> [To do]:
Which lines of the data hold the word "wearing"? Copy all of them.

> [Data for the task]:
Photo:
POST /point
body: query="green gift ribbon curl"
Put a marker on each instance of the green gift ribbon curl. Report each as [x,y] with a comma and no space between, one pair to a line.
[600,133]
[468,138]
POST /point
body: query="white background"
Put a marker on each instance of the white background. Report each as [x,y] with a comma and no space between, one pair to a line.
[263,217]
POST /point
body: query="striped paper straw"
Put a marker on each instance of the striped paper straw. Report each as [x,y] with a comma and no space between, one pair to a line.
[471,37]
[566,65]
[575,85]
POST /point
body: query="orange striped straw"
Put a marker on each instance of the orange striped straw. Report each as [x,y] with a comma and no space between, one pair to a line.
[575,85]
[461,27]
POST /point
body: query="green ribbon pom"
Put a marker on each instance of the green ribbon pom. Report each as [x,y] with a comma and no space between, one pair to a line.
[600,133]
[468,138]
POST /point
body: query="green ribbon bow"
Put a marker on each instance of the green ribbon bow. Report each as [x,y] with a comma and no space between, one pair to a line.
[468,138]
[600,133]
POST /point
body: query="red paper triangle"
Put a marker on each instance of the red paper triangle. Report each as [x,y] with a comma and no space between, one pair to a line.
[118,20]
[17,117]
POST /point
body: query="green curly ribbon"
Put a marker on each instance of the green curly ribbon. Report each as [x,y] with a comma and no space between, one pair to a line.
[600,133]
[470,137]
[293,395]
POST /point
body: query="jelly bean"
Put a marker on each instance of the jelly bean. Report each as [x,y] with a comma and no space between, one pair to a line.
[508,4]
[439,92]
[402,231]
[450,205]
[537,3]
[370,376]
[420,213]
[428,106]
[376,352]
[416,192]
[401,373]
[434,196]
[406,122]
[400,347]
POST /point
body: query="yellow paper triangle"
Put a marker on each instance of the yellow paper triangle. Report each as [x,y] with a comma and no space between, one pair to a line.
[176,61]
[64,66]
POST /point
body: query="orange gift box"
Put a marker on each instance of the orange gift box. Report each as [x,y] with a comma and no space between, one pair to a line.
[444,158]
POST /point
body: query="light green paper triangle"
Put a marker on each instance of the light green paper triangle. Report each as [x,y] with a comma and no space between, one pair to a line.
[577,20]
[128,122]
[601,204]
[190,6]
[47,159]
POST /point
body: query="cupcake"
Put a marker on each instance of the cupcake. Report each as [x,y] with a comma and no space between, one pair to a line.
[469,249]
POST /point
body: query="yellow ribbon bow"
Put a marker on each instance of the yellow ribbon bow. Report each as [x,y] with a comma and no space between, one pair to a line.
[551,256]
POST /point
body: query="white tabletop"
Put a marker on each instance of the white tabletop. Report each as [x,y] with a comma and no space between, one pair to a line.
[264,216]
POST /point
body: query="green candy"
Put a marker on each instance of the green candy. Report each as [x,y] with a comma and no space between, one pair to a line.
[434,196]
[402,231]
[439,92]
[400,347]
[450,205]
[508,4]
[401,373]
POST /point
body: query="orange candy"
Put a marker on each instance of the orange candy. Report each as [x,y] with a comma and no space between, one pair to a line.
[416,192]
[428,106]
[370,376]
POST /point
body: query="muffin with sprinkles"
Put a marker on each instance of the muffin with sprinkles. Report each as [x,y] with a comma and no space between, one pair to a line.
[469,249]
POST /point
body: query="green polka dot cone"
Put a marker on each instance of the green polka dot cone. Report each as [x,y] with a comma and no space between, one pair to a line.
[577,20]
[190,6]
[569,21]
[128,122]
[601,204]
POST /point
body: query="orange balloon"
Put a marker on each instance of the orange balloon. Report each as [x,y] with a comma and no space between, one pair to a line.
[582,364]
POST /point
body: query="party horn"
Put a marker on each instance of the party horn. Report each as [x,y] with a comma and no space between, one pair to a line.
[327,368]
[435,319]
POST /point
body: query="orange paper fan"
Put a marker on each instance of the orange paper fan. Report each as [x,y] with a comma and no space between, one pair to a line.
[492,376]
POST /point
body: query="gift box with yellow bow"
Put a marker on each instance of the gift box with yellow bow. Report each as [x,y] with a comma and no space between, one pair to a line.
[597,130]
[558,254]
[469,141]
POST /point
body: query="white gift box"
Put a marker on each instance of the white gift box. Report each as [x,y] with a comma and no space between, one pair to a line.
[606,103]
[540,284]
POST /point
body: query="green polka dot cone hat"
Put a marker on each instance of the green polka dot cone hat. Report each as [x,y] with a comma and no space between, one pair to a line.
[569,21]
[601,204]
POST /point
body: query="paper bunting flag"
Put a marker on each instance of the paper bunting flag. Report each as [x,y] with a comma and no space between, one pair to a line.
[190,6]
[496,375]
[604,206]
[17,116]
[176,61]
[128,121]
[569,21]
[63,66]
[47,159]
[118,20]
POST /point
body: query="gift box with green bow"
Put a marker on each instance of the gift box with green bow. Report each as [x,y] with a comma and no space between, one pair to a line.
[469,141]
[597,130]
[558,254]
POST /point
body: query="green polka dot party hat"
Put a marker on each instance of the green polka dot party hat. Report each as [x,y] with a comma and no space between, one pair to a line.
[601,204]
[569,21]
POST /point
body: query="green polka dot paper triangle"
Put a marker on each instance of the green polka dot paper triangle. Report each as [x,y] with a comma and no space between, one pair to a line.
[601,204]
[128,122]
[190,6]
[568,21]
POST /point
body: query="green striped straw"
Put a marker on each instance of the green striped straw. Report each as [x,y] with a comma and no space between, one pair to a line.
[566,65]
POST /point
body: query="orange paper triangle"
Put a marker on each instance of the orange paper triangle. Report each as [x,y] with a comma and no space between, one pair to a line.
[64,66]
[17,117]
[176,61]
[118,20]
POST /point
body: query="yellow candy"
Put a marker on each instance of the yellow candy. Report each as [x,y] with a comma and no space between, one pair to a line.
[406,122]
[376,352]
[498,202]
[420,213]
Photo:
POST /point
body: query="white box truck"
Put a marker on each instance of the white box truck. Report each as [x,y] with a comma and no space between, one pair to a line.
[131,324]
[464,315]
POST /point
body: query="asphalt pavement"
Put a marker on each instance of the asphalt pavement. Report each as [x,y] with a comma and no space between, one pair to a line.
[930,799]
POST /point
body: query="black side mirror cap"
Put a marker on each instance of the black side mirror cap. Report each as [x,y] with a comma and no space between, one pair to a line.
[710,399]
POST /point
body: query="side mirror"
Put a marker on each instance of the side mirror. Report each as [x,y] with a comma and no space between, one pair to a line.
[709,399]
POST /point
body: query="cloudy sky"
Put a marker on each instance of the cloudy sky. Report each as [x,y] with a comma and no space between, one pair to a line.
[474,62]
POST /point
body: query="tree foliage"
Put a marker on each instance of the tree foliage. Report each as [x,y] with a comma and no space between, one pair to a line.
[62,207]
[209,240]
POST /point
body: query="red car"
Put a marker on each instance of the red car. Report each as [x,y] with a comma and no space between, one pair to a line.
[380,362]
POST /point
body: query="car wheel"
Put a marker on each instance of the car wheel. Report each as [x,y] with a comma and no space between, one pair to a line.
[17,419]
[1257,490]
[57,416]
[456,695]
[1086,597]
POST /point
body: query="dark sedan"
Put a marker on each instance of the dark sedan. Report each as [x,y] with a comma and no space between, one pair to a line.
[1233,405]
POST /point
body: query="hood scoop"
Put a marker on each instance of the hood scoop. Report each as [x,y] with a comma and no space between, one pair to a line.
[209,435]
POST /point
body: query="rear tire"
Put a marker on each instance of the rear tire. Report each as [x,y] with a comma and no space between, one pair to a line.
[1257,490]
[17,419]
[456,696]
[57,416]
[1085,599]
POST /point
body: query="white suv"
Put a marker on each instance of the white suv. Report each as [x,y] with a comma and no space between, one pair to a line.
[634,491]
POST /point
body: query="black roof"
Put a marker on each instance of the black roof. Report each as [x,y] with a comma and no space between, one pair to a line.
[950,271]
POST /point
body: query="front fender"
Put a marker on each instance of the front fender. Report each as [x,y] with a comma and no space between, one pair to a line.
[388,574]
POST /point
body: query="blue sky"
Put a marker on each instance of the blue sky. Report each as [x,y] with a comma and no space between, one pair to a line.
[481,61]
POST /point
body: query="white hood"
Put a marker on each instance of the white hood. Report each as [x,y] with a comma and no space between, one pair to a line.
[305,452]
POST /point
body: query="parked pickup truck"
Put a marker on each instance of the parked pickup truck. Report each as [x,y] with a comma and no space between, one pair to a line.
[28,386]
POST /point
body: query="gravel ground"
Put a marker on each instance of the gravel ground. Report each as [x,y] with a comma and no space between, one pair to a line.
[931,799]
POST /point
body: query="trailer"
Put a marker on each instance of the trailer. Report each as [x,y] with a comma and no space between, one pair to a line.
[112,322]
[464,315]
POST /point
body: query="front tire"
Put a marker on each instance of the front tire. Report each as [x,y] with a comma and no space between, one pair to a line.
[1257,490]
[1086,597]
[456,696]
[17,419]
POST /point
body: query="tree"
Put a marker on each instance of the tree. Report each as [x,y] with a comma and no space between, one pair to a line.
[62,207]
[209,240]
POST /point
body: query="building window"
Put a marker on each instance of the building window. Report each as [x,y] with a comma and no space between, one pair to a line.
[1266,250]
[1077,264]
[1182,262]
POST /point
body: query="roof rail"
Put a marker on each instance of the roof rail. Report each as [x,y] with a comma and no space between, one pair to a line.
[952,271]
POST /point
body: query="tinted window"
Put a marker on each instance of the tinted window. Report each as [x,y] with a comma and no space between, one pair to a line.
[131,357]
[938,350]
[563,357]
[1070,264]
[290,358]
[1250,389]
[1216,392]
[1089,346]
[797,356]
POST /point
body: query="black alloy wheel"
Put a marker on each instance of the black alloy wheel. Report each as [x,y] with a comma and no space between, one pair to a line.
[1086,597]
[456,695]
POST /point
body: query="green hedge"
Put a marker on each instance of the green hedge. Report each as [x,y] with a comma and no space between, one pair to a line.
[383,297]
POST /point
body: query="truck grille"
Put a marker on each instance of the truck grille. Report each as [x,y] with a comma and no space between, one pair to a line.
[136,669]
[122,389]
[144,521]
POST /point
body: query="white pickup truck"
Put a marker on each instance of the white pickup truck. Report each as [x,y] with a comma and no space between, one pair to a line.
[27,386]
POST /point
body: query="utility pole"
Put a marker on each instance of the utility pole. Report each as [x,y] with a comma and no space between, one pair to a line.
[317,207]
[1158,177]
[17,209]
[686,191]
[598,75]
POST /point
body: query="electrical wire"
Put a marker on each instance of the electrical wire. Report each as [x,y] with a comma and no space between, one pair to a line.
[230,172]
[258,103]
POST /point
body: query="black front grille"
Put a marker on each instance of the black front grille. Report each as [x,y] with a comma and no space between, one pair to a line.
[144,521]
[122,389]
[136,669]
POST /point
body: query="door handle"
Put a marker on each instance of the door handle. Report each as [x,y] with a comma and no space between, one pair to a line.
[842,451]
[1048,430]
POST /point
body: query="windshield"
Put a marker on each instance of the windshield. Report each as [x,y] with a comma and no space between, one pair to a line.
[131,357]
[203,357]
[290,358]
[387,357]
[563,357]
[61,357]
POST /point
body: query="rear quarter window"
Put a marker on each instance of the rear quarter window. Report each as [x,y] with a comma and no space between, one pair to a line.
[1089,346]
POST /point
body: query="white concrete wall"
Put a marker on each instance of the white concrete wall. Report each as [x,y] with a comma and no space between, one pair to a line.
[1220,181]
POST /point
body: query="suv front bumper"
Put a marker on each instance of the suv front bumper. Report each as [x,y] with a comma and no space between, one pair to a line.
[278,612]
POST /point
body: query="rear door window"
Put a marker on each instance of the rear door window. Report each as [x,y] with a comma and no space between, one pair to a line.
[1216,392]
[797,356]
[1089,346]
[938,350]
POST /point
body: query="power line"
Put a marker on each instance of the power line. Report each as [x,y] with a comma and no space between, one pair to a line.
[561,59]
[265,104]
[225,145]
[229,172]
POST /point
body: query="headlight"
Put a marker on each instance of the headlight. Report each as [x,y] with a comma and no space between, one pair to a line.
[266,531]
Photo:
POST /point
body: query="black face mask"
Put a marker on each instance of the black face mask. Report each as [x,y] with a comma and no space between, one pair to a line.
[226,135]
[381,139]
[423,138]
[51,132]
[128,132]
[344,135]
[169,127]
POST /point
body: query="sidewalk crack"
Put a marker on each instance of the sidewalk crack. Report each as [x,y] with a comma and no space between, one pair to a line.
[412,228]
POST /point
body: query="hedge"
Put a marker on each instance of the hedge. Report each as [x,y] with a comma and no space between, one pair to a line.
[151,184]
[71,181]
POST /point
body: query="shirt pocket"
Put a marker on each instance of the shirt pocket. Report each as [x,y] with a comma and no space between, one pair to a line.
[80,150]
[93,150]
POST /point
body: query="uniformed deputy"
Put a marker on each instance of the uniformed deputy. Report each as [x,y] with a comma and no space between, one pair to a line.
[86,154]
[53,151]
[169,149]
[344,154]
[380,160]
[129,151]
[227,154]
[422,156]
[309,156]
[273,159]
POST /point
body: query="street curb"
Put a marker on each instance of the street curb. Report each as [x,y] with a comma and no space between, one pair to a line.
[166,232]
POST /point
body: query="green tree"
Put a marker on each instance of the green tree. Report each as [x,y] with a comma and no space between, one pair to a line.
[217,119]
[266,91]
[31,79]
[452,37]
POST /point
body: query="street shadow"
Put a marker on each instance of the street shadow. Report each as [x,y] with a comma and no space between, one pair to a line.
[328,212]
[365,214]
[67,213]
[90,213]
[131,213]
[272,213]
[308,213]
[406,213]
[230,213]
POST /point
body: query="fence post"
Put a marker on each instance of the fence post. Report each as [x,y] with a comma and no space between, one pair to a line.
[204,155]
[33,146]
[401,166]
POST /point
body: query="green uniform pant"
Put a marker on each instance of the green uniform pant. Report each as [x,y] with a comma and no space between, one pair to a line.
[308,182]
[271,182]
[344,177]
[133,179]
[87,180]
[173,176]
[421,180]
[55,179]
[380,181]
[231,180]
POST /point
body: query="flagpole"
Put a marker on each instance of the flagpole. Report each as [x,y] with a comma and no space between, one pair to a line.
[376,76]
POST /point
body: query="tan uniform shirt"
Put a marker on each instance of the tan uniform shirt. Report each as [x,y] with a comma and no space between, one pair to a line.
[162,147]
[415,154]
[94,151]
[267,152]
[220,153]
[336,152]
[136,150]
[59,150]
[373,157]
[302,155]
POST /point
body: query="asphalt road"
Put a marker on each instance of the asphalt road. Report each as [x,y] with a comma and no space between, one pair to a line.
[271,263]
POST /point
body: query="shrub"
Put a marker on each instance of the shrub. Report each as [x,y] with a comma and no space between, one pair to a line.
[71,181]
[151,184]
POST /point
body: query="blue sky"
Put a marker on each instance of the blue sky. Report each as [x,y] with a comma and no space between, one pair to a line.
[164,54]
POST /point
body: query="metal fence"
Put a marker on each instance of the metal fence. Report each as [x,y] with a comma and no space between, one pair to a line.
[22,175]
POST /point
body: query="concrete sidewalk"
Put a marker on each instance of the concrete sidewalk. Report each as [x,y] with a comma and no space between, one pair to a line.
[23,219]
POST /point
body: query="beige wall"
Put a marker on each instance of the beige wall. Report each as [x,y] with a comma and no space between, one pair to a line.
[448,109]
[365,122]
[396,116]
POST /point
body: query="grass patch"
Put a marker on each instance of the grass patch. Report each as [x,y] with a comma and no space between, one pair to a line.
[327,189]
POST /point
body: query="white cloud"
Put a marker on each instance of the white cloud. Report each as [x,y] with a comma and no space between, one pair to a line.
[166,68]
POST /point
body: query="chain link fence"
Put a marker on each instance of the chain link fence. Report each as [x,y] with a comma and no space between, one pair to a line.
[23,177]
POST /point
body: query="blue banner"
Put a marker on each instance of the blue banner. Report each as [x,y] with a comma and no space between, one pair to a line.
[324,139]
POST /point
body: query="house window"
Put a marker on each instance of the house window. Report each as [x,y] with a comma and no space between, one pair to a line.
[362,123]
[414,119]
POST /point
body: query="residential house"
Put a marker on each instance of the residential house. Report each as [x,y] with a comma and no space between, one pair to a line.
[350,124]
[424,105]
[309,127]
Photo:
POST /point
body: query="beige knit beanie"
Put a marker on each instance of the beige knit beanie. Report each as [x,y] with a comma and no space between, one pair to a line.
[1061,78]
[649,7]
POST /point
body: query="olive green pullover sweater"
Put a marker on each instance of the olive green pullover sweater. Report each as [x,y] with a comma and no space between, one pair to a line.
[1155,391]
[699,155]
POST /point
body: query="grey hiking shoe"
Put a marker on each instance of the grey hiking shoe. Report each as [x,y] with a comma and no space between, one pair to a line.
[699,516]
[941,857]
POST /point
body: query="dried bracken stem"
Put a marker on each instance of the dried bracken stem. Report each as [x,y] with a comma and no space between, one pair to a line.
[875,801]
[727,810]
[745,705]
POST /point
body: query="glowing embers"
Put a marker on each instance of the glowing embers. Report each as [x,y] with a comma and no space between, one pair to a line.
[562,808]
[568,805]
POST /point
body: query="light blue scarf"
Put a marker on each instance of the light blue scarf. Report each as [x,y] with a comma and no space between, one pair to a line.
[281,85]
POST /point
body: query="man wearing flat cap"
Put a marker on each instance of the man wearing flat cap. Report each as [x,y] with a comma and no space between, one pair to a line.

> [Your response]:
body: query="man wearing flat cap"
Put a marker on each instance of the man wearing flat cap. Report each as [x,y] with a comma and no space between, one pair to a line.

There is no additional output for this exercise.